## [SHORT EXERCISE]
Your task is to write out the lines from the line containing "Exercise. Point out the brown plowed" through the last line of the material, exactly.
──────── ITEMS
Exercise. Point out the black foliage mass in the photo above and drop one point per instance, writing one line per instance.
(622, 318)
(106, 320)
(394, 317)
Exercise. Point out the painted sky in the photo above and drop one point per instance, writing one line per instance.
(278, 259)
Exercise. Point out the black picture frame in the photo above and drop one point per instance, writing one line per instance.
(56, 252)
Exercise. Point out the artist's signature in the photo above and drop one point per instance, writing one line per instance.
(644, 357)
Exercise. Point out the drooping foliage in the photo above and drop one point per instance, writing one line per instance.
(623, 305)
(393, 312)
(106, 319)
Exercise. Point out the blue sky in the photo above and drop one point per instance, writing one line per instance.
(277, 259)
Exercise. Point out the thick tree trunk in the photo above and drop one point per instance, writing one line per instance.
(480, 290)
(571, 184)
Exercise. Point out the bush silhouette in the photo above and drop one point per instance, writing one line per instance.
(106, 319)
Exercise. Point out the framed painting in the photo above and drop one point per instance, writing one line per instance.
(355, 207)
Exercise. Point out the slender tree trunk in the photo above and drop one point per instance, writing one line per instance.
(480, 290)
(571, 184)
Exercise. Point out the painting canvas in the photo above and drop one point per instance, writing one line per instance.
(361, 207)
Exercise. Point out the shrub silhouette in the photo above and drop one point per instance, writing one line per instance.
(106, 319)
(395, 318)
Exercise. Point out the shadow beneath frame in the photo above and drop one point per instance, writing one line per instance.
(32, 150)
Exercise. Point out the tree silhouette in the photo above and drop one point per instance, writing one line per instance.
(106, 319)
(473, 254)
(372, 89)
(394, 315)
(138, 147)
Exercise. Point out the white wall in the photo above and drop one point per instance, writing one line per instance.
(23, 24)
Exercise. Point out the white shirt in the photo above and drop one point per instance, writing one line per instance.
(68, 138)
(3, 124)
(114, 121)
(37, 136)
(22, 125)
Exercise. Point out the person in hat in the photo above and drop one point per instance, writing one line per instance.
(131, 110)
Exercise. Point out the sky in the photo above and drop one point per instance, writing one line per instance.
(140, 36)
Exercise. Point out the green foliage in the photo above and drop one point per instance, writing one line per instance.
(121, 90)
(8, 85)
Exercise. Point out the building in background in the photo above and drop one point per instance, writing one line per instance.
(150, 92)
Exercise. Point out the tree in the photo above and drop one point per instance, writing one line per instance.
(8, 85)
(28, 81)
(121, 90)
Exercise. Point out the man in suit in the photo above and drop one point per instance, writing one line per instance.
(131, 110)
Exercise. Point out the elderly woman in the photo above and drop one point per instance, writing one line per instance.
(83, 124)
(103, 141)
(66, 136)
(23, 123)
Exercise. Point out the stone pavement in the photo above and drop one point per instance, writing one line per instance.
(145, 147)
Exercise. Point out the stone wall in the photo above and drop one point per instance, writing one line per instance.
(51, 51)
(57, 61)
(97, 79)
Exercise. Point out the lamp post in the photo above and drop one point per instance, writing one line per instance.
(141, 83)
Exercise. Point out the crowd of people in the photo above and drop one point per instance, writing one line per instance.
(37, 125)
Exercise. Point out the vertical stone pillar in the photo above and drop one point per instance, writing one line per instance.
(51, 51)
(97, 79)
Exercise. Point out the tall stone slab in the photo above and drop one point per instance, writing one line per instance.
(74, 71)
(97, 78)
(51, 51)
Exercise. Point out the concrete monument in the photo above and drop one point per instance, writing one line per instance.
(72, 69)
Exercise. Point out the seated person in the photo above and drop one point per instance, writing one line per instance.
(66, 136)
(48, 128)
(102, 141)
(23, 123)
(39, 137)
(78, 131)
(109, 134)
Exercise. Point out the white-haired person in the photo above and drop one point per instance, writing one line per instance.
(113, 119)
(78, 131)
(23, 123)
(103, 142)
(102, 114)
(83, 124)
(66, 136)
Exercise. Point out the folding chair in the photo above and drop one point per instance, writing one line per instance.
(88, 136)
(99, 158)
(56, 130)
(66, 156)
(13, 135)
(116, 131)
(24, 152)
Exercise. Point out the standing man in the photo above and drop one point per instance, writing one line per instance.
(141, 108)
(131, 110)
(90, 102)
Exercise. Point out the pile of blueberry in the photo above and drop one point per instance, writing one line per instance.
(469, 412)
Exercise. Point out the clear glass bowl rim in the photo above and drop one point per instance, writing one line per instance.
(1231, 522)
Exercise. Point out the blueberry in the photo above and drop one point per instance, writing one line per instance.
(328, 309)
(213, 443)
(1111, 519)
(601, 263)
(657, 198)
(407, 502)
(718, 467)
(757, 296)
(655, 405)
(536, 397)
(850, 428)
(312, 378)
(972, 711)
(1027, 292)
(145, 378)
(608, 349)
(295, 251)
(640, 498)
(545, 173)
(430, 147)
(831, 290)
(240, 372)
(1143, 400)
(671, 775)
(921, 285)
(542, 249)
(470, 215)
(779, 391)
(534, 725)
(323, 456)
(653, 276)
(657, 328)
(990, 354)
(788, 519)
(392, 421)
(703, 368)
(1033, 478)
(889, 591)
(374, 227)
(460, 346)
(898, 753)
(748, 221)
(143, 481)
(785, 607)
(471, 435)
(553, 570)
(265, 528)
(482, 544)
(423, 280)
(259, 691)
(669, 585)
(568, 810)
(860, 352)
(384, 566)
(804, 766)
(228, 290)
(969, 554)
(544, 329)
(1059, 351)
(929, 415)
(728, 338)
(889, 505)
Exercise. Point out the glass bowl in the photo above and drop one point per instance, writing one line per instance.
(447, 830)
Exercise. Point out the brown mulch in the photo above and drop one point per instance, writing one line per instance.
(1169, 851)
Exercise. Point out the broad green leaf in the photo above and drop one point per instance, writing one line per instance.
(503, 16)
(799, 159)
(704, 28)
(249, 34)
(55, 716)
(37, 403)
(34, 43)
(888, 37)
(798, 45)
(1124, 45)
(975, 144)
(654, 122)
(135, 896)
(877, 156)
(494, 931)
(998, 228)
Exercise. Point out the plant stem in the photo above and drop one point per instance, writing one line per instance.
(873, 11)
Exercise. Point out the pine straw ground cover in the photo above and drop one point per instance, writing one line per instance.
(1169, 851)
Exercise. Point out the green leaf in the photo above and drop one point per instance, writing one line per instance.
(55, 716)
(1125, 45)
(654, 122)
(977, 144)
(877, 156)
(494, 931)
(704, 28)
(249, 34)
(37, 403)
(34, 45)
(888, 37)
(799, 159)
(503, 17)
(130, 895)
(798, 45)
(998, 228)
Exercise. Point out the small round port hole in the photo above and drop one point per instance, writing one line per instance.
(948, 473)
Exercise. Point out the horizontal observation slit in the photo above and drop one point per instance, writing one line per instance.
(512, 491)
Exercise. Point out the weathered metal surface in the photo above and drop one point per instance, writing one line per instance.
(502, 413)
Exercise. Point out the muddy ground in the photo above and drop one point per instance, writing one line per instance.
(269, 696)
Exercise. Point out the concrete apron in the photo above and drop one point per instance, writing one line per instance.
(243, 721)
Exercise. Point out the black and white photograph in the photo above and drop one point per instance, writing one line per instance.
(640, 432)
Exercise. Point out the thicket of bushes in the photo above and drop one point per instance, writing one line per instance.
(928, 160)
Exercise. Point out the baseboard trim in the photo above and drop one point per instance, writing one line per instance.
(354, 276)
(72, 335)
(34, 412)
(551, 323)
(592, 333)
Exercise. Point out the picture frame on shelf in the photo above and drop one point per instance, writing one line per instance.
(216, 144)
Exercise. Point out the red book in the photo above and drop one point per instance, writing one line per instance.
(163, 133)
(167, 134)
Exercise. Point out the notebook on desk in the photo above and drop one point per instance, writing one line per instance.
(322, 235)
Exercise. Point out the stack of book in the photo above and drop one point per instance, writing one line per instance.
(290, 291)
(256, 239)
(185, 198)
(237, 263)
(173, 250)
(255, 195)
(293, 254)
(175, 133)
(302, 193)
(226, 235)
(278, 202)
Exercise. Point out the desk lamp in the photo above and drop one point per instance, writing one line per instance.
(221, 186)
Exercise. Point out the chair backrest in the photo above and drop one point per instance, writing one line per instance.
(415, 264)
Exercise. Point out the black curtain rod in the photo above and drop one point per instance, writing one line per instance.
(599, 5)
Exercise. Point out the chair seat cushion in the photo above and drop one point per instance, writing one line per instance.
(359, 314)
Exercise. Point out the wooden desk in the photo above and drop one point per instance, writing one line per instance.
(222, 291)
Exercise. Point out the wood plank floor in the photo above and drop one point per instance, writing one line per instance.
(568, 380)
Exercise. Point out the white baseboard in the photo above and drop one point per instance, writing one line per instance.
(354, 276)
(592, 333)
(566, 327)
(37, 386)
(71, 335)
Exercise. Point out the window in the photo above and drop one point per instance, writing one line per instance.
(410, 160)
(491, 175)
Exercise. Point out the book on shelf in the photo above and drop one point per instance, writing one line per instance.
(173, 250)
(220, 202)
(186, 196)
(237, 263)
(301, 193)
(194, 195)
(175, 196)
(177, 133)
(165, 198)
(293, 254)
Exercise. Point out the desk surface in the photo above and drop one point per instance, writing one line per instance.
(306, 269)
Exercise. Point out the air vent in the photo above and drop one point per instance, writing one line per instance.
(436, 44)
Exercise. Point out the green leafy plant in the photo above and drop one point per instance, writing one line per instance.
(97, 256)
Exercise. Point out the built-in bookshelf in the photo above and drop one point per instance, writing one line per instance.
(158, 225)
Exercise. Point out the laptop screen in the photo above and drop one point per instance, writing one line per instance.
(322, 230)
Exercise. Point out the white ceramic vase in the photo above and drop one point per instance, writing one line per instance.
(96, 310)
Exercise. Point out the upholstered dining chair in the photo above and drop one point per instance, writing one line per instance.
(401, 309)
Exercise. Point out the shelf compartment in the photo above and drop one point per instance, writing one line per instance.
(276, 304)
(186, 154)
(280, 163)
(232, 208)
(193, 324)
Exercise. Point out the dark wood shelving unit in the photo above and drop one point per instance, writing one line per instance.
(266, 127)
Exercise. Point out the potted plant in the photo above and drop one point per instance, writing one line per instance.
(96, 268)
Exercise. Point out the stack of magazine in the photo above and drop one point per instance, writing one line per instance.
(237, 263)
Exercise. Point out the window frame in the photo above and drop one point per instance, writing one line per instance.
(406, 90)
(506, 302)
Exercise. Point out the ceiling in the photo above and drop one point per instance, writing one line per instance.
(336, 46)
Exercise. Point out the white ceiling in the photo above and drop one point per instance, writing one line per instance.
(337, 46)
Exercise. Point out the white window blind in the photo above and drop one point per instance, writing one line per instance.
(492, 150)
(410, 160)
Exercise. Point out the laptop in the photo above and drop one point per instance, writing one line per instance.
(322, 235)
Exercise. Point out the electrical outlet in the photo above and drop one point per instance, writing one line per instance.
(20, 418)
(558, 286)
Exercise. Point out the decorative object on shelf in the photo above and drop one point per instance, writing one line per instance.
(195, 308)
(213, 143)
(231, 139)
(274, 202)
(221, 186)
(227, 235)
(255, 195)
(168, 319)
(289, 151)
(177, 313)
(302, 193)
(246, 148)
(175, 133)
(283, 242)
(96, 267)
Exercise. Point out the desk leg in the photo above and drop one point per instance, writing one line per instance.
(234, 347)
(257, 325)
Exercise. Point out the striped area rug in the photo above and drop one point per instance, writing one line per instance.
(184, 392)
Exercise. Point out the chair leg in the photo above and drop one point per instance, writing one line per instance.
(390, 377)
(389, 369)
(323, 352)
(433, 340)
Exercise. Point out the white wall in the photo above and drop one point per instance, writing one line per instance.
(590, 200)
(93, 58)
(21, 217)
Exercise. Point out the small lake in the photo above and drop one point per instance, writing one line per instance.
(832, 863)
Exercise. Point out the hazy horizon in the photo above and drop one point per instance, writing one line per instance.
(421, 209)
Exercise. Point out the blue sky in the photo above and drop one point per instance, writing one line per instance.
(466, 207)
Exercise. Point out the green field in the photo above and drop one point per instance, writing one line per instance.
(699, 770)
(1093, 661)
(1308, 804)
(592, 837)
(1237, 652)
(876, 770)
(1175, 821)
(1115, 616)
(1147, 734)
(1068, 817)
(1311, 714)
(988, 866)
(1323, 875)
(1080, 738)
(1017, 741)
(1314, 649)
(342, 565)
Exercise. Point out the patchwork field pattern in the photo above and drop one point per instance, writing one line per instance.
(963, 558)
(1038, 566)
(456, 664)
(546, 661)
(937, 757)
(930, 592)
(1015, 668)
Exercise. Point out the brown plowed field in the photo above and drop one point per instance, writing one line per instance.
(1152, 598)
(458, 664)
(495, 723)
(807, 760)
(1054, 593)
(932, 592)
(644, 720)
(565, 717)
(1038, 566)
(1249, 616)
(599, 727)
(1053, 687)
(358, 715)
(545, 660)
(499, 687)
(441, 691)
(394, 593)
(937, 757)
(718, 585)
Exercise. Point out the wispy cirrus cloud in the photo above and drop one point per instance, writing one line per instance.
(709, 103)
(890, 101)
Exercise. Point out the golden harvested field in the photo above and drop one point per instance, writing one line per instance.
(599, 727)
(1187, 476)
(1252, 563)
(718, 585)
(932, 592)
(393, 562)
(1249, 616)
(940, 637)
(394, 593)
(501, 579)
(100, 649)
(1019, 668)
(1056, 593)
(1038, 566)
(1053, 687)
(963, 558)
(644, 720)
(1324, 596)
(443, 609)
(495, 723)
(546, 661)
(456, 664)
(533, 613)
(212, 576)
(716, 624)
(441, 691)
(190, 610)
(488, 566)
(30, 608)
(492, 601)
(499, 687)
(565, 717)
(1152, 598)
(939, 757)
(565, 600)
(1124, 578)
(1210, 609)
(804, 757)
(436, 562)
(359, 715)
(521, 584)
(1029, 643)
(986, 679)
────────────────
## [SOLUTION BELOW]
Exercise. Point out the brown plowed field in the photo above and drop one point per instance, writing one line per instance.
(1152, 598)
(458, 664)
(495, 723)
(807, 760)
(1054, 593)
(932, 592)
(644, 720)
(565, 717)
(1038, 566)
(1249, 616)
(599, 727)
(1053, 687)
(358, 715)
(545, 660)
(499, 687)
(441, 691)
(394, 593)
(937, 757)
(718, 585)
Exercise. Point out the wispy cirrus cloud in the photo above and drop one point per instance, writing one line per instance.
(709, 103)
(890, 101)
Exercise. Point out the golden harvested field in the photo above and drop one point per instance, writing one line per instance.
(599, 727)
(1187, 476)
(1252, 563)
(718, 585)
(932, 592)
(393, 562)
(1249, 616)
(940, 637)
(394, 593)
(501, 579)
(100, 649)
(1019, 668)
(1056, 593)
(1038, 566)
(1053, 687)
(963, 558)
(644, 720)
(1324, 596)
(443, 609)
(495, 723)
(546, 661)
(456, 664)
(533, 613)
(212, 576)
(716, 624)
(441, 691)
(190, 610)
(488, 566)
(30, 608)
(492, 601)
(499, 687)
(565, 717)
(1152, 598)
(939, 757)
(565, 600)
(1124, 578)
(1210, 609)
(804, 757)
(436, 562)
(359, 715)
(521, 584)
(1029, 643)
(986, 679)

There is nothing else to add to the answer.